==== Information provided

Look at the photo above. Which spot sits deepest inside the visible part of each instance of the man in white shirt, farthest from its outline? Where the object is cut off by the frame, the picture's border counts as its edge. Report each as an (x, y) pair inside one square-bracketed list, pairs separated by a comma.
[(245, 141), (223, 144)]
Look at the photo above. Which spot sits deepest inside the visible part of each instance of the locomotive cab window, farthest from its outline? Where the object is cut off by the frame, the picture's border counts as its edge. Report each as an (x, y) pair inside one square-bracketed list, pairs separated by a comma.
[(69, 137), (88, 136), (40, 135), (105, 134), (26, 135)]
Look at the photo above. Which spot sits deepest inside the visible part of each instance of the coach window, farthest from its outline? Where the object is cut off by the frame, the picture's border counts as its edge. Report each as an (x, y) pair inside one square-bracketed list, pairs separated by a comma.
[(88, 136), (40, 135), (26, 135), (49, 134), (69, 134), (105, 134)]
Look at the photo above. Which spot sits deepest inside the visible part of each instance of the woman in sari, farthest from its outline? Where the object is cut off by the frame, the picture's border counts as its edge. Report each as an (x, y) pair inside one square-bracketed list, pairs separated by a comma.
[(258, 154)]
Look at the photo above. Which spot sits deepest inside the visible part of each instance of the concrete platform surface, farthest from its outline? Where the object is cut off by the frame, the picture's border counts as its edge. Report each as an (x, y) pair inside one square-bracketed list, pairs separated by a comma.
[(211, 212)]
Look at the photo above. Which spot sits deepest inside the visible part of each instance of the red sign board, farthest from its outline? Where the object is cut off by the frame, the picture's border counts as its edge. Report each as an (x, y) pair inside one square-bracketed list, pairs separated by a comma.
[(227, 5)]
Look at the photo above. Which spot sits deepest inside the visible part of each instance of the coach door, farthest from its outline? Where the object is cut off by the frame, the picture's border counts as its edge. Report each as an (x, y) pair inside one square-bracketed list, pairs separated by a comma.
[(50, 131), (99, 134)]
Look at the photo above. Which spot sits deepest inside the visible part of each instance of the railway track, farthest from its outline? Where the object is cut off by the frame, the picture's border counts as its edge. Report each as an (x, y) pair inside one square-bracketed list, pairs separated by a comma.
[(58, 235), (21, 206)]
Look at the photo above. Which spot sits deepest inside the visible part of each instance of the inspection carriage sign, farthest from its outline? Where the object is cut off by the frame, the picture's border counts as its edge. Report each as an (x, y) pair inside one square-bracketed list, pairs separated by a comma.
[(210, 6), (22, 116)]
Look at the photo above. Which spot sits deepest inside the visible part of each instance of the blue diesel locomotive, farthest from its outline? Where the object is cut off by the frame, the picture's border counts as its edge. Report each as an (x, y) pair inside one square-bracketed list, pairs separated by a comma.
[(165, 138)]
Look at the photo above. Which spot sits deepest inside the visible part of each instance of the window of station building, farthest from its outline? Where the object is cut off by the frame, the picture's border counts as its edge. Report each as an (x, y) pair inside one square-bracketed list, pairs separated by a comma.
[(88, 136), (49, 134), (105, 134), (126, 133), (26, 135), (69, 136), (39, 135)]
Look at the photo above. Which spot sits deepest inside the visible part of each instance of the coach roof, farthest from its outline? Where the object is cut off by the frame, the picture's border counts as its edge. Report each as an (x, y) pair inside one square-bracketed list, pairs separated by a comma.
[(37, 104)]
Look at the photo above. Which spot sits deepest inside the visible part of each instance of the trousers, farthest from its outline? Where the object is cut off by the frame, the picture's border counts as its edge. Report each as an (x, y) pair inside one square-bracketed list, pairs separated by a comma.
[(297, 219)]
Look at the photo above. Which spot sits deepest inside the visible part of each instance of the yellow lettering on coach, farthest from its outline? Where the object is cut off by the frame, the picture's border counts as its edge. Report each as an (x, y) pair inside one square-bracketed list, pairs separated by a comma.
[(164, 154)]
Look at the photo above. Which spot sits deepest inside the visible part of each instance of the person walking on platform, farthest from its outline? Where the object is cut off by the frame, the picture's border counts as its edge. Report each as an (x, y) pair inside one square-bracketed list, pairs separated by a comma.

========

Output the data from the line containing "of the yellow" up to and including the line containing "[(164, 154)]" as a two-column CSV with the headers input and output. Each row should pair a text with the answer that follows it, with every field in double quotes and any line breaks replaced by spaces.

input,output
"Look at the photo above. Which spot sits deepest inside the visible part of each instance of the yellow lettering on coach, farthest from its outline? Where the object is cut off by the frame, the picture's border counts as its edge. Report each as an (x, y) pair inside one square-bracketed list, pairs separated by a comma.","[(164, 154)]"